(Excerpts from a location annotation dataset)
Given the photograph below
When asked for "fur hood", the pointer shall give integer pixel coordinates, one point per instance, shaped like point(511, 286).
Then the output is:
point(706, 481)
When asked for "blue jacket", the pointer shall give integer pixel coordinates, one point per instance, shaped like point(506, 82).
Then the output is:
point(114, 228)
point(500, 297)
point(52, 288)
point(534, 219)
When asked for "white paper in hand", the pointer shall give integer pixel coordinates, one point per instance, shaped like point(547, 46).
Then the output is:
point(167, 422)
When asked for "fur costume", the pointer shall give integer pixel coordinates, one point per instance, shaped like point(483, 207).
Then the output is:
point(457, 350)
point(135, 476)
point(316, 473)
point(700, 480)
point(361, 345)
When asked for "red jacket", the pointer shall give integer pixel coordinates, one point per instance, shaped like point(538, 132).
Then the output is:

**Exercise brief**.
Quote all of the data above word for word, keeping every line in its original order.

**Output below**.
Given the photograph below
When asked for "fur hood", the pointer shall give integer pixel coordinates, one point per instance, shaped like point(511, 286).
Then the output is:
point(706, 481)
When asked for "blue jacket", the pointer shall give integer pixel coordinates, one point per instance, shaped like point(506, 82).
Then the output is:
point(114, 228)
point(500, 297)
point(52, 288)
point(534, 219)
When asked for "white paper in hand", the pointer shall give integer pixel coordinates, one point per instance, shaped like point(547, 46).
Then the output is:
point(167, 422)
When asked for "fur costume", the pointer shall give integer pixel coordinates, one point per instance, shaped like point(483, 207).
Then the output is:
point(457, 350)
point(135, 476)
point(316, 473)
point(700, 480)
point(361, 345)
When asked for "red jacket", the pointer shall give integer pixel coordinates, one point per instance, shaped like point(538, 132).
Then the output is:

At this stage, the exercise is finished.